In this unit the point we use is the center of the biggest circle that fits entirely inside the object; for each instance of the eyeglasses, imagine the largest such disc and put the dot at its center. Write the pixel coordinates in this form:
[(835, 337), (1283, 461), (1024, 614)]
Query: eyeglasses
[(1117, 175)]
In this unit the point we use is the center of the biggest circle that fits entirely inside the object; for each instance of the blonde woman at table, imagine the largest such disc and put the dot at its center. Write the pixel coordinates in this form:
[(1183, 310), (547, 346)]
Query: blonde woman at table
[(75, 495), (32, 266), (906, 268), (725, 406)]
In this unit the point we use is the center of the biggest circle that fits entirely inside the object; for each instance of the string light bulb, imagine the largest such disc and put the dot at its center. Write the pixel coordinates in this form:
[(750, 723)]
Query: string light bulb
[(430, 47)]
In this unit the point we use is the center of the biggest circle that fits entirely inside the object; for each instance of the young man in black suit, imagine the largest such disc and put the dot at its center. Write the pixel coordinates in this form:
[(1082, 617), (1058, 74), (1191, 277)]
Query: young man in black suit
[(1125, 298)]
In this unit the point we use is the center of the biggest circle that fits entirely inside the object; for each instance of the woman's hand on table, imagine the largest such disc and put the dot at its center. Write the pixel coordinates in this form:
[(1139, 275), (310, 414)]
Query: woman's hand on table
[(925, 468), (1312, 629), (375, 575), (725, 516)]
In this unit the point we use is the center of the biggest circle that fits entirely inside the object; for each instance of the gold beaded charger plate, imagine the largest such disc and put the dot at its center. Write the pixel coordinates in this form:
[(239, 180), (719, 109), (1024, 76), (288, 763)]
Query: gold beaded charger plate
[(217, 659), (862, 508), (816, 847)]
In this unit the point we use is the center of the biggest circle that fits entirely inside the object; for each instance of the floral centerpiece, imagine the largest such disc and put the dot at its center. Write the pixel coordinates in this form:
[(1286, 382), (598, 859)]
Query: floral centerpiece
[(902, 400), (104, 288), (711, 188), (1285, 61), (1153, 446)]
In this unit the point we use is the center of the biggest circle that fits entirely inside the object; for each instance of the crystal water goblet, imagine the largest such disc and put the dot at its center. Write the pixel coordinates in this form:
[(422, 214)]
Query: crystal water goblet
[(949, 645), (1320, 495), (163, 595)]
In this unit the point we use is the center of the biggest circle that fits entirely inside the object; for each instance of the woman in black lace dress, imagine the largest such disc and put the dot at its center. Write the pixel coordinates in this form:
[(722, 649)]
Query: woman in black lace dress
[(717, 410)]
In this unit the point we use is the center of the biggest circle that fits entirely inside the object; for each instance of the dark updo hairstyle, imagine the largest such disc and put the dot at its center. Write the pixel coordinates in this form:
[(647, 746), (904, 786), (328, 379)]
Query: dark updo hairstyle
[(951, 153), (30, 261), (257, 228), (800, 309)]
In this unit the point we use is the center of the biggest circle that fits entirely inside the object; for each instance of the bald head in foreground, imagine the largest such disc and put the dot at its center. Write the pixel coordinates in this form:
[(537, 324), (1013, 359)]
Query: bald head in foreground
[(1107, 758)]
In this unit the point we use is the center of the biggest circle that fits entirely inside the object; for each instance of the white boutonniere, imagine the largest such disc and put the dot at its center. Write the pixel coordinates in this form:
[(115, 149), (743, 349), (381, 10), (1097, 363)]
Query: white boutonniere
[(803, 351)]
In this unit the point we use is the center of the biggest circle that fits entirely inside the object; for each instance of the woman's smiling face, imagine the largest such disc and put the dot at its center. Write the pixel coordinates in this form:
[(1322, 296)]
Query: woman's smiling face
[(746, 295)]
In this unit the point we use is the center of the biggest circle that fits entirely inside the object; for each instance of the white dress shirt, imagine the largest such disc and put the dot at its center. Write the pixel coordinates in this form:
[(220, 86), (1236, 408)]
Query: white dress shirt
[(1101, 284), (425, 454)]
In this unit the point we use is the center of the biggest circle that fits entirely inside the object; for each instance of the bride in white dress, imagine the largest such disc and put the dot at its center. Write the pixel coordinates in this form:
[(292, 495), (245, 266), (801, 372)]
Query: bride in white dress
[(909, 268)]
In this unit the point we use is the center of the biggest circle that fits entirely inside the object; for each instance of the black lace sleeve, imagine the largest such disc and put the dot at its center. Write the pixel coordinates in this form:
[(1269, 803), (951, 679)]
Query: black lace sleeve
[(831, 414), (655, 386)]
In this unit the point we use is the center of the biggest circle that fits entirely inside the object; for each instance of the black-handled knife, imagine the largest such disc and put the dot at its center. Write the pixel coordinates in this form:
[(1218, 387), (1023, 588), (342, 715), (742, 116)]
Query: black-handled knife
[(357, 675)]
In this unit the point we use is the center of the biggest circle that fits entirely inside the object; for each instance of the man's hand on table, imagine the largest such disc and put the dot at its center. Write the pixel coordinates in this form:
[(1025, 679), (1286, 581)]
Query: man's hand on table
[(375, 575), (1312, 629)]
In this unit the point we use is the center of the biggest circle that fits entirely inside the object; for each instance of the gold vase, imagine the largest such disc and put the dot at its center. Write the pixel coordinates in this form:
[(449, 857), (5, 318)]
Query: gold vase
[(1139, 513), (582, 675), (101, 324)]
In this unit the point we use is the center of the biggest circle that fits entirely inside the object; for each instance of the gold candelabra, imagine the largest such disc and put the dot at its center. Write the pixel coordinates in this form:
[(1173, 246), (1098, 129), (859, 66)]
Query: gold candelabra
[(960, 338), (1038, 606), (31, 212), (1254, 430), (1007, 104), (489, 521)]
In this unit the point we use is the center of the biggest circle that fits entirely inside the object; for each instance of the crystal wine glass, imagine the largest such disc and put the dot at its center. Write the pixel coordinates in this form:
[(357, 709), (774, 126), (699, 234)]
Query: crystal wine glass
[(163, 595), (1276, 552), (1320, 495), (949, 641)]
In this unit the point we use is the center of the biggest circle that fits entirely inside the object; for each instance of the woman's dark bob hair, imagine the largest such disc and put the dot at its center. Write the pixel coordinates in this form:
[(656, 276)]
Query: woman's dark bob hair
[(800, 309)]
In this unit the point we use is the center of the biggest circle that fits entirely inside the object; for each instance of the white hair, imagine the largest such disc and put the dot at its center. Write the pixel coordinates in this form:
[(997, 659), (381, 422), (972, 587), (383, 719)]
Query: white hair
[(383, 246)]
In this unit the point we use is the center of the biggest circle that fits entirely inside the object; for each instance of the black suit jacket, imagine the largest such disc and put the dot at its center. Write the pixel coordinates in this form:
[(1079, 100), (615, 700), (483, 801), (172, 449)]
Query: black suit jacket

::::::::

WHAT IS NEEDED
Output all of the material, please, exactly as it stands.

ANSWER IN FULL
In this unit the point we use is the center of the biggest circle that fits entirely inside the object; for each instance of the eyeglasses, imagine the largest such disc and put the dot at its center. Write the pixel coordinates in this form:
[(835, 337), (1283, 461), (1024, 614)]
Query: eyeglasses
[(1117, 175)]
In this unit the point we use is the center of the biggest circle that fits entirely inside the object; for each instance of the blonde woman at table, imagine the largest such disc and put the dot at its center. Write the pixel coordinates in this form:
[(1183, 310), (547, 346)]
Query: blonde woman at table
[(75, 495), (32, 266), (906, 268), (725, 406)]
In this unit the point we use is the center of the biggest circle that fits entirely inside the object; for each instance of the string light bulb, imagine the largest such disc and put the dot at its center. Write the pixel coordinates in this form:
[(750, 723)]
Query: string light bulb
[(430, 47)]
In this unit the point we use is the center of the biggest circle that fits entirely inside the object; for each instance of the young man in black suit, imagine the largest such disc and put the dot at its center. Write the pixel coordinates in this form:
[(1082, 617), (1058, 74), (1191, 277)]
Query: young man in black suit
[(1125, 298)]
In this unit the point we use is the center of the biggest circle that fits entirely inside the object; for each instance of the woman's hand on table, imagine the largest such disc and put the dot at its center. Write the pixel coordinates in this form:
[(1139, 275), (310, 414)]
Query: woman's hand on table
[(925, 468), (1312, 629), (375, 575), (725, 516)]
In this unit the point we use is the center of the biggest circle that fits entirely inside the object; for each instance of the gold beaded charger plate, imagine the largest such disc and put the dot at its center. Write the pixel coordinates in this form:
[(239, 180), (719, 109), (1024, 76), (288, 763)]
Query: gold beaded charger plate
[(217, 659), (862, 508), (816, 847)]
In this unit the point we use is the center of the biggest circle that fits entirely inside the object; for each instance of the floral centerpiece, imagine the largest such disc and put the dot at its center. Write the pixel coordinates in this form:
[(1286, 382), (598, 859)]
Query: floral centerpiece
[(902, 400), (104, 288), (711, 188), (1285, 61), (1153, 446)]
In this unit the point we use is the center of the biggest circle that fits entirely inside the object; for each instance of the crystal water goblet, imagine the largest such disc and put the dot at its center. Write the pixel coordinates in this form:
[(422, 214)]
Query: crystal water goblet
[(949, 645), (1320, 495), (163, 595)]
In this unit the point we use is the center of the biggest circle that fits entirely inside the object; for each instance of the woman in black lace dress, imagine the largest such disc and put the dot at its center. Write the pixel coordinates in this form:
[(722, 649)]
Query: woman in black lace dress
[(717, 410)]
In this unit the point we use is the center of the biggest circle that fits entirely inside the object; for each instance of the dark updo hairstyle, imagine the largest such disc and put the dot at its center. Write the pixel coordinates in this form:
[(647, 746), (904, 786), (328, 379)]
Query: dark updo hairstyle
[(951, 153), (30, 261), (257, 228), (800, 309)]
In this unit the point we use is the center of the biggest circle that fits entirely inside the object; for each instance of the bald head in foreground, imagine the largest such disc and put the dot at its center. Write the pixel coordinates in this form:
[(537, 324), (1013, 359)]
Query: bald head in foreground
[(1107, 758)]
In this unit the point we use is the center of the biggest circle that fits entirely inside the object; for each instance of the white boutonniere, imagine the largest such disc and put the dot at its center. Write the pixel coordinates in this form:
[(115, 149), (743, 349), (381, 10), (1097, 363)]
Query: white boutonniere
[(803, 351)]
In this unit the point we use is the center of the biggest circle that fits entirely inside the object; for each instance of the woman's smiling face, imagine the largest such disc and put the dot at its center. Write the pixel coordinates in this form:
[(1322, 296)]
Query: woman's smiling face
[(746, 295)]
In this unit the point we use is the center of the biggest circle that fits entirely inside the object; for each instance of the white dress shirt, imagine the largest such disc and put the dot at its center. Write the pixel coordinates in this form:
[(220, 86), (1236, 408)]
Query: white dress shirt
[(1101, 284), (425, 454)]
In this unit the point we use is the center of the biggest circle that fits entirely inside the object; for each instance of the bride in white dress, imagine the largest such disc and put the dot at its center. Write the pixel coordinates in this form:
[(292, 495), (245, 266), (801, 372)]
Query: bride in white dress
[(909, 268)]
In this unit the point we use is the center of the biggest circle that fits entirely inside the object; for each instance of the black lace sleeve, imagine the largest such disc and put the dot at its center. Write the pixel coordinates in this form:
[(1269, 803), (951, 679)]
Query: black lace sleeve
[(831, 414), (655, 386)]
In this unit the point we use is the center of the biggest circle that fits entirely inside the object; for each instance of the black-handled knife, imagine the largest such disc and put the dot at its center. Write the pixel coordinates in this form:
[(1218, 387), (1023, 588), (342, 715), (742, 116)]
Query: black-handled knife
[(357, 675)]
In this unit the point we use is the center of the biggest circle that fits entirely inside the object; for each instance of the man's hand on table, imagine the largest such disc and put the dot at its center. Write the pixel coordinates in this form:
[(1025, 679), (1286, 581)]
Query: man's hand on table
[(375, 575), (1312, 629)]
In this unit the point we use is the center of the biggest circle that fits entirely inside the object; for each instance of the gold vase, imagine the largest such disc and put the dot at its center. Write the pixel coordinates in this form:
[(449, 857), (5, 318)]
Query: gold vase
[(1139, 513), (582, 675), (101, 324)]
In this unit the point we use is the center of the biggest circle that fits entirely inside the object; for each instance of the gold candelabra, imagine the largest such disc and put the dot at its center. Write the pixel coordinates in this form:
[(1173, 246), (1098, 129), (859, 66)]
Query: gold candelabra
[(960, 338), (1038, 606), (31, 212), (1254, 430), (1007, 104), (489, 521)]
In this unit the point we use is the center of the biggest circle that fits entirely inside the object; for each instance of the crystal wine glass, imagine the largest such disc and put the dot at its center. Write the pixel coordinates in this form:
[(357, 709), (774, 126), (699, 234)]
Query: crystal wine glass
[(163, 595), (1276, 552), (1320, 495), (949, 641)]
In this unit the point we use is the center of the biggest circle that fits entirely inside the object; for each instance of the woman's dark bob hair, imagine the largest such disc and put the dot at its center. Write the pixel coordinates in this form:
[(656, 276)]
Query: woman's dark bob hair
[(800, 309)]
In this unit the point we use is the center of the biggest circle that fits entirely inside the object; for each instance of the white hair, imagine the largest such disc and put the dot at its center. Write the pixel coordinates in this form:
[(997, 659), (381, 422), (972, 587), (383, 719)]
Query: white hair
[(383, 246)]
In this unit the point we use is the center of the biggest circle that fits entirely inside the object; for each instance of the black suit jacket, imagine the largest such disc and put the dot at its center. Write the pixel coordinates in this form:
[(1079, 100), (615, 700), (483, 801), (172, 449)]
Query: black suit jacket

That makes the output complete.